— start Supplied material —

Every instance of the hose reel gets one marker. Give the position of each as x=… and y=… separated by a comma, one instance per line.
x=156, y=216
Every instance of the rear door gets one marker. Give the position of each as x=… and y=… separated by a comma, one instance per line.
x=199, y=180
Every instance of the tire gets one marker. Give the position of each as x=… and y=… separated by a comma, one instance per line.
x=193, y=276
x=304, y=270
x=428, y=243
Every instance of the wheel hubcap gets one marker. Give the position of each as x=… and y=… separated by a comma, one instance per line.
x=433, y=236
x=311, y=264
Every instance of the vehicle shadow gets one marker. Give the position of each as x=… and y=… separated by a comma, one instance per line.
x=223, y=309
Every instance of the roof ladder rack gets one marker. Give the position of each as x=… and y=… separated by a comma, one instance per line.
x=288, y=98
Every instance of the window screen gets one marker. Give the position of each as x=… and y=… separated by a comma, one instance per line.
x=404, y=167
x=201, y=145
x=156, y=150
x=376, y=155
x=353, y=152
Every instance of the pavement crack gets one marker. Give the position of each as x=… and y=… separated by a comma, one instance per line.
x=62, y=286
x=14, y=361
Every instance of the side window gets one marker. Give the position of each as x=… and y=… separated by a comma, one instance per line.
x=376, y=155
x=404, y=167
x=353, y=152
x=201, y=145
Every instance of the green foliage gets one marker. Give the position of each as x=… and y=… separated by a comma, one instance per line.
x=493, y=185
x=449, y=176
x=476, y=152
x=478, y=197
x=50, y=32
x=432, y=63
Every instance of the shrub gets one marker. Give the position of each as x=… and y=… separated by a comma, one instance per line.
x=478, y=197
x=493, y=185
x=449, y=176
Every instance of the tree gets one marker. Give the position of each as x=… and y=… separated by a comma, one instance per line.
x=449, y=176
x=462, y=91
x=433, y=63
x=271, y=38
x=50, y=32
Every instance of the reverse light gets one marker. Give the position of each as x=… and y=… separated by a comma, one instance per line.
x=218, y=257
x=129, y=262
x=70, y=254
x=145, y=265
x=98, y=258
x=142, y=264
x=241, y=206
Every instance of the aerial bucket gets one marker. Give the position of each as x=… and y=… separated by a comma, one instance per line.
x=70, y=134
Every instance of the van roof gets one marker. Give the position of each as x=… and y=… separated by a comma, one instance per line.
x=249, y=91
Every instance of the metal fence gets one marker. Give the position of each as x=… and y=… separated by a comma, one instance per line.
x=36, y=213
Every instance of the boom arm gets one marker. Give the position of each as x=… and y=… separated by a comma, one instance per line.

— end Supplied material —

Turn every line of the rows above into a JSON list of strings, with one string per line and any blank lines left out.

[
  "Every instance of the hose reel gets one marker. Give the position of each as x=… and y=… separated by a comma, one instance per line.",
  "x=156, y=216",
  "Every instance of the rear door gets one marker. Give the position of each as x=… and y=… separated by a comma, one instance per line.",
  "x=199, y=180",
  "Every instance of the tire gets one marker. Give the position of each as x=… and y=… separated by a comma, one instance per line.",
  "x=193, y=276",
  "x=304, y=270",
  "x=428, y=243",
  "Every instance of the wheel hubcap gets one marker. Give the position of each as x=… and y=… separated by a comma, one instance per line.",
  "x=433, y=236",
  "x=311, y=264",
  "Every instance of the vehicle shadow gets one marker. Give the position of each as x=… and y=… separated by a comma, one instance per line.",
  "x=223, y=309",
  "Every instance of the roof ladder rack gets one marker. Give the position of each as x=… and y=… separated by a comma, one instance per line.",
  "x=288, y=98",
  "Every instance of the window screen gets one marker. Give the position of each as x=… and y=… separated by a comma, one instance per line.",
  "x=404, y=167",
  "x=201, y=145",
  "x=156, y=150",
  "x=376, y=155",
  "x=353, y=152",
  "Every instance of the pavement crack gets one marker. Give the position of each as x=… and y=… separated by a comma, one instance per line.",
  "x=62, y=286",
  "x=14, y=361",
  "Every instance of the side window gets one marker. Give the position of each as x=… and y=… separated by a comma, one instance per line.",
  "x=376, y=155",
  "x=404, y=167",
  "x=353, y=152",
  "x=201, y=145",
  "Every instance of the green foliage gets one marker. Give the position of each as x=… and y=… separated by a comma, one instance per line.",
  "x=493, y=185",
  "x=449, y=176",
  "x=476, y=152",
  "x=478, y=197",
  "x=50, y=32",
  "x=432, y=63",
  "Every instance of the shrub gets one marker. Give the position of each as x=… and y=… separated by a comma, one instance per line.",
  "x=478, y=197",
  "x=493, y=185",
  "x=449, y=176",
  "Every instance of the tree gets one marker. Give the position of each as x=… and y=… separated by a comma, one instance per line.",
  "x=449, y=176",
  "x=462, y=91",
  "x=433, y=63",
  "x=271, y=38",
  "x=50, y=32",
  "Every instance of the reverse light gets one marker. Give the position of each as x=… and y=… separated by a comma, one instance per line.",
  "x=218, y=257",
  "x=129, y=262",
  "x=70, y=254",
  "x=145, y=265",
  "x=98, y=258",
  "x=142, y=264",
  "x=241, y=206",
  "Every instance of the aerial bucket gets one marker. Give the position of each as x=… and y=… separated by a comma, one instance per line.",
  "x=70, y=134",
  "Every instance of the van roof gets one marker. Give the position of each as x=… and y=… separated by a comma, one instance per line.",
  "x=249, y=91",
  "Every instance of the metal fence gets one marker. Give the position of each as x=… and y=… separated by a comma, one instance per line.",
  "x=36, y=213",
  "Every instance of the boom arm gets one marker. Give the position of each as x=… and y=… separated by a comma, one instance per line."
]